WHAT TO WORK ON: Print the complete set of entries exactly.

LISTING:

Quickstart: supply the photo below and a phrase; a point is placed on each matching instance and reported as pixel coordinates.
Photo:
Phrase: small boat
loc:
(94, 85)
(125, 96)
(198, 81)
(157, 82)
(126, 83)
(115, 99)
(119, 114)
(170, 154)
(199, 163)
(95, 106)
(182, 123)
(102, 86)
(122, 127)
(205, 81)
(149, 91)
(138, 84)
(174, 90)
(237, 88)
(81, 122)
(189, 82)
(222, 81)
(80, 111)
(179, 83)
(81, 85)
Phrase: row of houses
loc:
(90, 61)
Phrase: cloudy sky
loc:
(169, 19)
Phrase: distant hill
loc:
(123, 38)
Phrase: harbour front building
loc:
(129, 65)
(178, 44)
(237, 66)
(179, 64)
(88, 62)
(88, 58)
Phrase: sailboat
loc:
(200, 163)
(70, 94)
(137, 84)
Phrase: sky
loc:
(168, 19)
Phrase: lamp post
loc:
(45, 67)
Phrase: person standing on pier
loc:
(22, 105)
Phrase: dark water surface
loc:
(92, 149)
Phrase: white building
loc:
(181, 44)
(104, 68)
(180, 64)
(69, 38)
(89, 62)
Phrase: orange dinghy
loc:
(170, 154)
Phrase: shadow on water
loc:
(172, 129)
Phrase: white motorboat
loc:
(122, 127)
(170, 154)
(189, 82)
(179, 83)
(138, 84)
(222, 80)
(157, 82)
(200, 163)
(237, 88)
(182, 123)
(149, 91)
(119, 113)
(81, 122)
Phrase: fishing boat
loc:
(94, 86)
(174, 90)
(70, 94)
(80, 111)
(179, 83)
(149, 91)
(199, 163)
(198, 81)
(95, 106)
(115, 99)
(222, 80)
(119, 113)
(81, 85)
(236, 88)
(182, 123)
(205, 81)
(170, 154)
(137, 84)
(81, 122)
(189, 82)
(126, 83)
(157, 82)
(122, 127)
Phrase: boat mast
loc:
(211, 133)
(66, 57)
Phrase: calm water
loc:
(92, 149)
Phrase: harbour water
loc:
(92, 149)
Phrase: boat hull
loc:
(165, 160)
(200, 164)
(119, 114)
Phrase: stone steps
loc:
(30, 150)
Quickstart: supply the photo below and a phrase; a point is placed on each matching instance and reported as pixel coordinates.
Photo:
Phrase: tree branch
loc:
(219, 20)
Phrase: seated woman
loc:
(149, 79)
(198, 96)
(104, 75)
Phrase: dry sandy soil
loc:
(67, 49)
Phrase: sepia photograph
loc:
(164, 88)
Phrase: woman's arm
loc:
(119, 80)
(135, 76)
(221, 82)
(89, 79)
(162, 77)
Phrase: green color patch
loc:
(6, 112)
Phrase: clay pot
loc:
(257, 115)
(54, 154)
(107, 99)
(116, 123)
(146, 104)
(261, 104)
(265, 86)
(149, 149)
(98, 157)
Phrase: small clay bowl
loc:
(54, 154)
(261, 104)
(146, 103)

RESULT FOR THIS TASK:
Quickstart: supply the photo below and a phrase; a point is placed on each matching instance and reported as pixel coordinates.
Photo:
Phrase: small boat
loc:
(94, 85)
(125, 96)
(198, 81)
(157, 82)
(126, 83)
(115, 99)
(119, 114)
(170, 154)
(199, 163)
(95, 106)
(182, 123)
(102, 86)
(122, 127)
(205, 81)
(149, 91)
(138, 84)
(174, 90)
(237, 88)
(81, 122)
(189, 82)
(222, 81)
(80, 111)
(179, 83)
(81, 85)
Phrase: row of houses
loc:
(90, 61)
Phrase: cloudy sky
loc:
(169, 19)
Phrase: distant hill
loc:
(123, 38)
Phrase: harbour front building
loc:
(129, 65)
(178, 44)
(237, 66)
(179, 64)
(88, 62)
(88, 58)
Phrase: sailboat
loc:
(200, 163)
(70, 94)
(137, 84)
Phrase: sky
loc:
(168, 19)
Phrase: lamp post
loc:
(45, 67)
Phrase: person standing on pier
loc:
(22, 105)
Phrase: dark water surface
loc:
(92, 149)
Phrase: white building
loc:
(181, 44)
(104, 68)
(180, 64)
(69, 38)
(89, 62)
Phrase: orange dinghy
loc:
(170, 154)
Phrase: shadow on water
loc:
(172, 129)
Phrase: white motorboat
loc:
(122, 127)
(170, 154)
(189, 82)
(179, 83)
(138, 84)
(222, 80)
(157, 82)
(200, 163)
(237, 88)
(182, 123)
(149, 91)
(119, 113)
(81, 122)
Phrase: fishing boat
loc:
(94, 86)
(174, 90)
(70, 94)
(80, 111)
(179, 83)
(149, 91)
(199, 163)
(198, 81)
(95, 106)
(115, 99)
(222, 80)
(119, 113)
(81, 85)
(236, 88)
(182, 123)
(205, 81)
(170, 154)
(137, 84)
(81, 122)
(189, 82)
(126, 83)
(157, 82)
(122, 127)
Phrase: boat mast
loc:
(211, 133)
(66, 57)
Phrase: calm water
loc:
(92, 149)
Phrase: harbour water
loc:
(92, 149)
Phrase: boat hull
loc:
(165, 160)
(200, 164)
(119, 114)
Phrase: stone steps
loc:
(30, 150)
Quickstart: supply the photo below and a phrase; a point is placed on each matching instance and reported as pixel coordinates.
Photo:
Phrase: tree branch
loc:
(219, 20)
Phrase: seated woman
loc:
(149, 79)
(198, 96)
(104, 75)
Phrase: dry sandy soil
loc:
(67, 49)
Phrase: sepia photograph
loc:
(164, 88)
Phrase: woman's arm
loc:
(119, 80)
(135, 76)
(221, 82)
(89, 79)
(162, 77)
Phrase: green color patch
loc:
(6, 112)
Phrase: clay pot
loc:
(257, 115)
(54, 154)
(107, 99)
(116, 123)
(146, 104)
(261, 104)
(265, 86)
(149, 149)
(98, 157)
Phrase: small clay bowl
loc:
(54, 154)
(261, 104)
(146, 103)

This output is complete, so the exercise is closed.